(DATASET CONTENT Opens)

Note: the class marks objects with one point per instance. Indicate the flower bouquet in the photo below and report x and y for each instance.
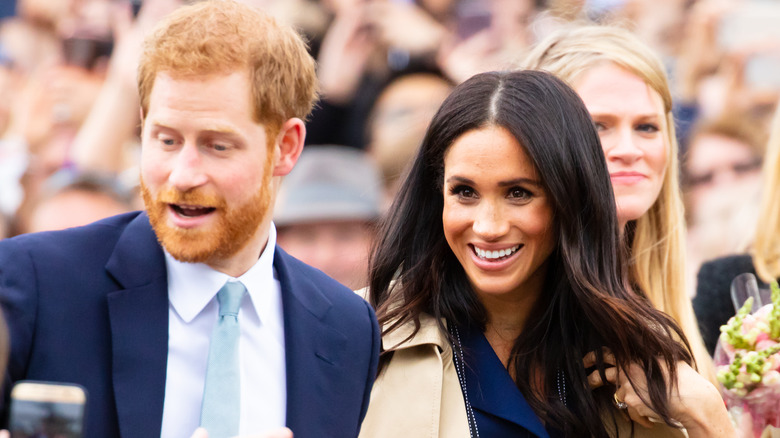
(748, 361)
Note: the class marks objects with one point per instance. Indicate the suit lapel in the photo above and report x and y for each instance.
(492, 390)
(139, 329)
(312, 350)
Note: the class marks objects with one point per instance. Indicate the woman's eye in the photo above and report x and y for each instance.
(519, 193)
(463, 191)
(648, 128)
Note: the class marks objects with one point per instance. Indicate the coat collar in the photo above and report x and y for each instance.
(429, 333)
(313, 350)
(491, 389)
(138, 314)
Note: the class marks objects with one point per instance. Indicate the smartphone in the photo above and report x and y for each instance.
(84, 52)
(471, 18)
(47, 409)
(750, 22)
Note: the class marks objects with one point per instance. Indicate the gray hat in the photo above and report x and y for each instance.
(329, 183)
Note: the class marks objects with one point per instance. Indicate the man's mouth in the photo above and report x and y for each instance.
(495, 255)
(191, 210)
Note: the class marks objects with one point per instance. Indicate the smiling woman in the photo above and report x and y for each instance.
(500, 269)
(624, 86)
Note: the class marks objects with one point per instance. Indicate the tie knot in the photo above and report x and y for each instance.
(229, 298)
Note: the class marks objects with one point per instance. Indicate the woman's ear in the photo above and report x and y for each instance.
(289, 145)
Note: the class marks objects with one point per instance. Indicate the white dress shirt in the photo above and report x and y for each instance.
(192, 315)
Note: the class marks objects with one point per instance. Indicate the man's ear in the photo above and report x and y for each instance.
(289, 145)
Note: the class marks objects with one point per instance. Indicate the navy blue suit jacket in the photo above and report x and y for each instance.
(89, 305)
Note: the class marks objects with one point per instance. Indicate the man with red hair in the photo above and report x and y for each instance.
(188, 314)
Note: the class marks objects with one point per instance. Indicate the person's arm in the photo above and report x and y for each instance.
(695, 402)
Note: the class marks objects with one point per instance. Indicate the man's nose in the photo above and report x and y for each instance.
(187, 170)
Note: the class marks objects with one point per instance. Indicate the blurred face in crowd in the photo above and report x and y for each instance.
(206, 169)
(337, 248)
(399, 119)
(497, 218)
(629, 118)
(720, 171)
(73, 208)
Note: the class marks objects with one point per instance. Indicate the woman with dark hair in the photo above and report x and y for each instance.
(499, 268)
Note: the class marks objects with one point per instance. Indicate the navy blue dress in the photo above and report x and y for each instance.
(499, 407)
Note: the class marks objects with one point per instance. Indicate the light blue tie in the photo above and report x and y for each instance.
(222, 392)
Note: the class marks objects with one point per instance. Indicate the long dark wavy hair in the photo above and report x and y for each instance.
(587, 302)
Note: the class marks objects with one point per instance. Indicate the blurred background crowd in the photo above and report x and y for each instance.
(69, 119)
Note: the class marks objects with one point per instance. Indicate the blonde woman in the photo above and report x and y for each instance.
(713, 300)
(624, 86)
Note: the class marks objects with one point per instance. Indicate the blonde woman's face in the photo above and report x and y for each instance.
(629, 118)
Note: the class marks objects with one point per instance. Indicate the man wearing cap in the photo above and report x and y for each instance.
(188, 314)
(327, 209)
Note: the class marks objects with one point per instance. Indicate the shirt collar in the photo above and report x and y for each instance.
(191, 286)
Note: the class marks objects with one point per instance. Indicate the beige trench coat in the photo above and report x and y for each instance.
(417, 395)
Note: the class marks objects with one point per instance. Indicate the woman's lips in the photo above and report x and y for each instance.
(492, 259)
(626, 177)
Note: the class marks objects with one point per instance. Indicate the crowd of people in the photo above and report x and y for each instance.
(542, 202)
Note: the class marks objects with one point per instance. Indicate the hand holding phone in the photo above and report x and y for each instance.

(DATASET CONTENT Closes)

Retype the records above exactly. Leave the pictures out.

SOLUTION BELOW ->
Note: the class marks objects with one point per instance. Indicate the flower bouquet in the photo below and report x and y for each instance.
(748, 361)
Note: the class marks objects with one point per instance. Indicate the suit lapel in the photo above and report x and y for each instance.
(492, 390)
(139, 329)
(312, 350)
Note: the class marks objects with one point per instance. Indicate the woman's eye in the photo above and report x and y for each instance.
(519, 193)
(463, 191)
(648, 128)
Note: the class marks objects with one point per instance. Indicate the coat collar in the photo above and report x and y for each instance.
(429, 333)
(313, 350)
(491, 389)
(138, 314)
Note: the class marks objects with one point per instance. Indicate the smartphone in the photo above and report x and y for each instance.
(84, 52)
(471, 18)
(47, 409)
(750, 22)
Note: the class marks objects with one point per instance. Indicate the gray hat in the photo above and report x and y for each instance.
(329, 183)
Note: the class marks objects with one point per instance. Indicate the man's mouth in the photo above and report x and y for each instance.
(495, 255)
(191, 210)
Note: the class marks objects with one point per instance. Indicate the smiling woman in the photo above and report x and y for each instance.
(500, 269)
(624, 86)
Note: the class marks objects with one point per instance. Indicate the tie knot in the photo above and report x and y for each instance.
(229, 298)
Note: the class marks objects with one point per instance. Indicate the woman's ear in the photo above and report x and y for each instance.
(289, 145)
Note: the class marks objects with one point per instance. Indicate the white dress shirt in the photo above and report x and y for each instance.
(192, 315)
Note: the class marks objects with one point per instance. Indicate the man's ear in the photo above and report x and y for each instance.
(289, 145)
Note: the class marks objects with one point per instance. Indicate the navy blue suit jacket in the photo above and report x and y for each instance.
(89, 305)
Note: the class marks objects with one point per instance. Indicate the man with red hair in the photo above and report x and y for each instance.
(188, 314)
Note: the class marks objects with one point per instance. Indicate the person's arm in the photo above and report x and y for each instance.
(695, 402)
Note: the class marks objects with one point per instance. Indicate the man's nose in the photo above and report x and y for each instance.
(187, 170)
Note: the class marks objects with one point per instance. Indicate the blurred face in crowd in the photo above and report x and y for each instance.
(206, 169)
(337, 248)
(399, 119)
(497, 218)
(629, 118)
(720, 171)
(73, 208)
Note: the class marks objects with one point per instance. Indicate the woman with dark hair in the photo above and report x and y for each instance.
(499, 268)
Note: the class marks objects with one point per instance. Indicate the navy blue dress in the photo above and report x and y for each instance.
(499, 407)
Note: the class marks objects with one point per instance. Indicate the light blue tie in the photo above and report x and y for each instance.
(222, 392)
Note: the class marks objects with one point per instance. Indicate the long dark wavy hair in the photo above and report x and y for each instance.
(587, 302)
Note: the class marks objects with one point per instance. Indicate the blurred background crowd in the photo above and report x and y for each instance.
(69, 119)
Note: the class marks objects with one point per instance. Indicate the blonde woman in the photo above and report x and y for each instance.
(713, 300)
(624, 86)
Note: the class marks objects with one point per instance. Indicate the blonde woman's face in the photo above and report x and y for each instance.
(629, 118)
Note: the class marks objects with one point per instance. Indicate the man wearing cap in the photo above and report x and y for each instance.
(188, 314)
(327, 209)
Note: the class marks objects with one point per instance. Indicate the shirt collar in the photo above and report x and y for each instance.
(191, 286)
Note: the class marks objects with one point per instance. Indicate the beige trench coat in the photo above and report x and y for each instance.
(417, 395)
Note: the class marks objects with one point per instance. Indicate the woman's lips in the photo above and report x and y for each instance.
(492, 259)
(626, 177)
Note: the class marks objects with one point per instance. Indicate the crowd of people in the photo above and report x and y for each instance.
(542, 202)
Note: the class marks objects with one point per instance. Indicate the hand holding phone in the photo above and report x and y for each instance.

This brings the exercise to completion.